───── Data for this exercise ─────
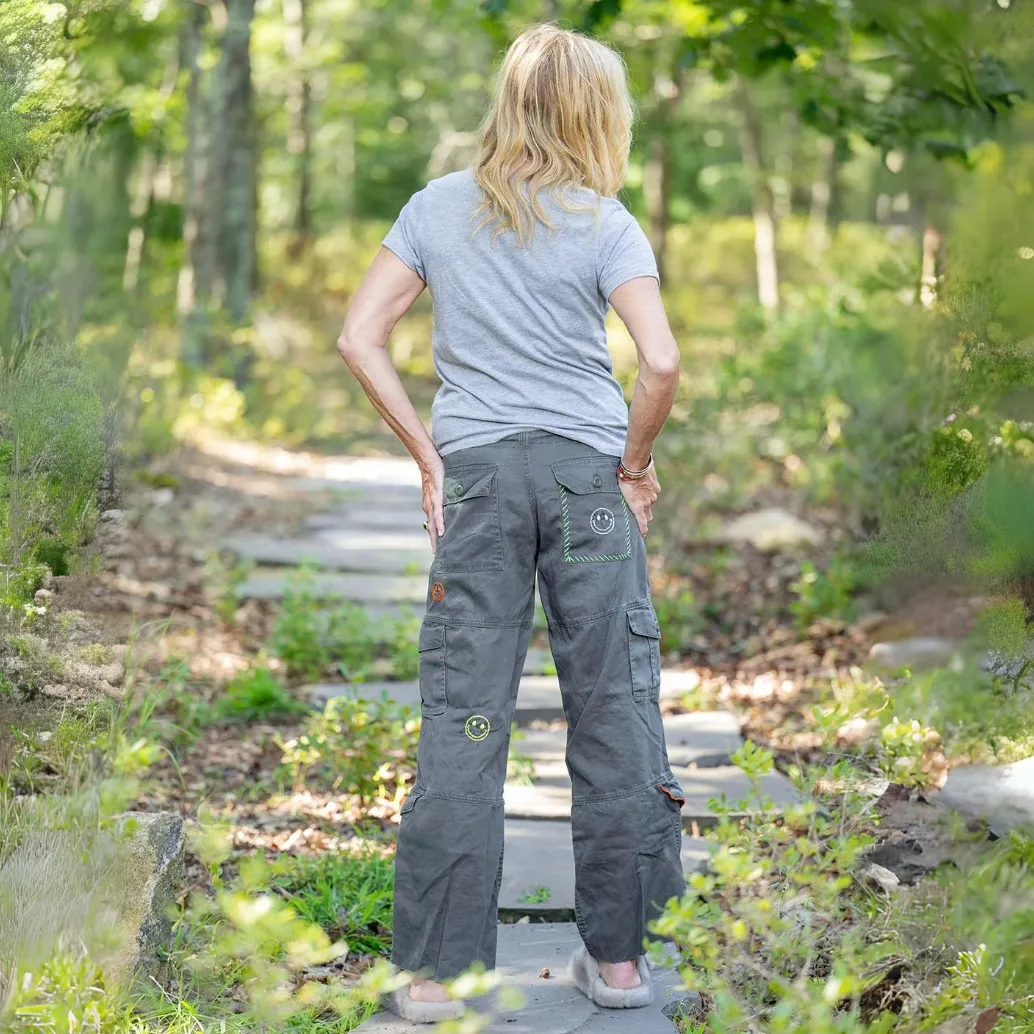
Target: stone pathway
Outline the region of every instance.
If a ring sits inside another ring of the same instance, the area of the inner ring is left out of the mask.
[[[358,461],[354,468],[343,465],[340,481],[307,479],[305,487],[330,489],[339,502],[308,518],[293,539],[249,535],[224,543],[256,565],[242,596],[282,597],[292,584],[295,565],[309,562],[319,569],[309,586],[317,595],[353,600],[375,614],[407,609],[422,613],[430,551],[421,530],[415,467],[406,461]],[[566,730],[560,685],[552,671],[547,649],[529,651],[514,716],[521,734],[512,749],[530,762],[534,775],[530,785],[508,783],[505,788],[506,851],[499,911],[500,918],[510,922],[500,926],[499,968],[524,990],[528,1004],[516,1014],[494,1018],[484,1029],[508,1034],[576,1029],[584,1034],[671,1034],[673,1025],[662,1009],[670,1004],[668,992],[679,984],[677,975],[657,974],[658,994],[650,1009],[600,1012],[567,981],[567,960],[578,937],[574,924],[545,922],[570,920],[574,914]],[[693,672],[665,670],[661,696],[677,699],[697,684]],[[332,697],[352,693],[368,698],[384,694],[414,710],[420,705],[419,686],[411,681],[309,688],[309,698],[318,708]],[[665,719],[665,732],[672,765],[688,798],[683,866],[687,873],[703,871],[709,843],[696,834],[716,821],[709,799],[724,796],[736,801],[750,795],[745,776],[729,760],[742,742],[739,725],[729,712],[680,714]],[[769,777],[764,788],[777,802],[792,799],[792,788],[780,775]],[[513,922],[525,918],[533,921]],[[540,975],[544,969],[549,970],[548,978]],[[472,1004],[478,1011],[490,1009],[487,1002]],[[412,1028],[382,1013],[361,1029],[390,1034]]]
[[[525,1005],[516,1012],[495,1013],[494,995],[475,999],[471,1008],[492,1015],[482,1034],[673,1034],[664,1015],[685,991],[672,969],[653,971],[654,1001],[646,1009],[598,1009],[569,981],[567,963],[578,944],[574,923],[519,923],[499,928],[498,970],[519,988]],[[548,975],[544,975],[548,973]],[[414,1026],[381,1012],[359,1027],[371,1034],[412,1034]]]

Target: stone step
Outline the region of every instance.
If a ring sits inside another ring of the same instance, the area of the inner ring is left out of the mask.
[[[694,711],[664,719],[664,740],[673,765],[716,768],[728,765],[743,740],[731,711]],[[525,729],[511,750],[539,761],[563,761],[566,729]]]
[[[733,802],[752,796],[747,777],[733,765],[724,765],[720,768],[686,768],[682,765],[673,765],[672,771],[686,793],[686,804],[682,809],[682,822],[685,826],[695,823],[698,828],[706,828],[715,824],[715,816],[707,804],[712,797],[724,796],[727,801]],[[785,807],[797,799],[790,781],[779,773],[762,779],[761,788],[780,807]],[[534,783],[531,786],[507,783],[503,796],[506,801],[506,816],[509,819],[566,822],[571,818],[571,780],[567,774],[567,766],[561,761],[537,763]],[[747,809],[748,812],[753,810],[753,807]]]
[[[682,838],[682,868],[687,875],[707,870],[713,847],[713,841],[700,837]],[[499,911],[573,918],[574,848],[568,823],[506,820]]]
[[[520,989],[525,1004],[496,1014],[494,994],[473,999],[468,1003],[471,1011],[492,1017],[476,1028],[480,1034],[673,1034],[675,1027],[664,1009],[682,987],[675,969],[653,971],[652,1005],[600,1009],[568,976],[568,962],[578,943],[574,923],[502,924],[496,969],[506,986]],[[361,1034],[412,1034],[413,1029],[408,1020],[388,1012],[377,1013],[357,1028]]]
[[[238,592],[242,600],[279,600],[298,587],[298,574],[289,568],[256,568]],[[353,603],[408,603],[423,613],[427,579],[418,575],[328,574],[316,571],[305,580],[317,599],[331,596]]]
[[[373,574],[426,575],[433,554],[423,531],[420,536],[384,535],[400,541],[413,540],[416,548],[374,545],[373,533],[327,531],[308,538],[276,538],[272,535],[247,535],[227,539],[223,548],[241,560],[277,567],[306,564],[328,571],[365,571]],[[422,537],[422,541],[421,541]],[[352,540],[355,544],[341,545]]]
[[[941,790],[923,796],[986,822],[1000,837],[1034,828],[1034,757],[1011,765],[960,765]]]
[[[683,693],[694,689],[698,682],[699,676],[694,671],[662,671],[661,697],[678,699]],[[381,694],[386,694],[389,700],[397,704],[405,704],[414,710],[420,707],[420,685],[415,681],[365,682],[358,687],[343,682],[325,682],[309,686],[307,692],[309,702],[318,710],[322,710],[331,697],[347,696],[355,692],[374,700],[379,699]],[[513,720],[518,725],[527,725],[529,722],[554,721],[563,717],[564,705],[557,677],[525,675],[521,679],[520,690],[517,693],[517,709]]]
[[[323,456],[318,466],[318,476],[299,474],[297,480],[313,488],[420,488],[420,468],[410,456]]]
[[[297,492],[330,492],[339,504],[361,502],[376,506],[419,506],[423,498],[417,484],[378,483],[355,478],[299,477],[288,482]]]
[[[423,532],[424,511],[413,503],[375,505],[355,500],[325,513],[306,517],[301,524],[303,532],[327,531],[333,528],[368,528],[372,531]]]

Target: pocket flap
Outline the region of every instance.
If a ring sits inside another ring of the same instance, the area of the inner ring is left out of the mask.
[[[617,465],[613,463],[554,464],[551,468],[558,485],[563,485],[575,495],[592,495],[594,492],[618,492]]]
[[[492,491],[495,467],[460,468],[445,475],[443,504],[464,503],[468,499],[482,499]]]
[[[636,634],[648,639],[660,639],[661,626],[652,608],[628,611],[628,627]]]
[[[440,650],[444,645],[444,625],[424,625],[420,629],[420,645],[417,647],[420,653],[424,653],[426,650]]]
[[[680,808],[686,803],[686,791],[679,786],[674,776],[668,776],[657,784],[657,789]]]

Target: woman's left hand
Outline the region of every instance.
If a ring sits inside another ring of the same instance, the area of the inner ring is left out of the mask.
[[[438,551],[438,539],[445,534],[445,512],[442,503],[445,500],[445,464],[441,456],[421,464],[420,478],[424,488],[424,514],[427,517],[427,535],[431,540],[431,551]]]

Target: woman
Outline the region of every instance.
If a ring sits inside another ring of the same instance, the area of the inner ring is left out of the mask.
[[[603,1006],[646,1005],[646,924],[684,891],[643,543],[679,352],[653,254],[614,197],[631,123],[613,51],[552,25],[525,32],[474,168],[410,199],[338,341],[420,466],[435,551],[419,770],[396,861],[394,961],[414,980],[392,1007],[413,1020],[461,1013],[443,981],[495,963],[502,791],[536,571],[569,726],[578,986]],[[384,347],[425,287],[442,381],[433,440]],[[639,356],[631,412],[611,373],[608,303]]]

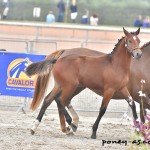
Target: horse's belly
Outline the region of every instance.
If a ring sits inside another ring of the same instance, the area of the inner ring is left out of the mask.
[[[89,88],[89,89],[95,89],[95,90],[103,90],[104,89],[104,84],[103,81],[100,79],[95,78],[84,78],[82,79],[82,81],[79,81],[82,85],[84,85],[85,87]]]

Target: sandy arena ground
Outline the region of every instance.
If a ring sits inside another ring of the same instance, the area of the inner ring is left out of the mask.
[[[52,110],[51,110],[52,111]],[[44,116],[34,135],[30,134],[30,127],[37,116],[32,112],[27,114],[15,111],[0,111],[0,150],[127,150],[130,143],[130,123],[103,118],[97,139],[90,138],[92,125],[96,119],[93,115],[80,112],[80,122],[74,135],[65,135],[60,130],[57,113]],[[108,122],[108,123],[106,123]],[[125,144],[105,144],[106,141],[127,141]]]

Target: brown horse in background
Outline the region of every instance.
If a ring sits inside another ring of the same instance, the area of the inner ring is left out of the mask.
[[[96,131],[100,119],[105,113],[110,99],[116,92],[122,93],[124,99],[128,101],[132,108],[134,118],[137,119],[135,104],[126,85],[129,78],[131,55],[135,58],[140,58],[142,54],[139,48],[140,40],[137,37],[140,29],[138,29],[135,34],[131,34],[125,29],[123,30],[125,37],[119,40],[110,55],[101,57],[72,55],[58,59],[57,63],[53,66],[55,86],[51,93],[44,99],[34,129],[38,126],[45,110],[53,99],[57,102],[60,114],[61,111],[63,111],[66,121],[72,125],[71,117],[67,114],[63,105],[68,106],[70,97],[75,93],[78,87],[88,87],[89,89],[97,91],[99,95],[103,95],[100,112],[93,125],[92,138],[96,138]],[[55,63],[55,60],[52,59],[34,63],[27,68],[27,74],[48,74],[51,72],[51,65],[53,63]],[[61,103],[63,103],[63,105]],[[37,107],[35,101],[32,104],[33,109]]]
─────
• What you are asked to do: Reproduce each line from the records that contains the word "stone".

• Finished task:
Target: stone pathway
Target: stone step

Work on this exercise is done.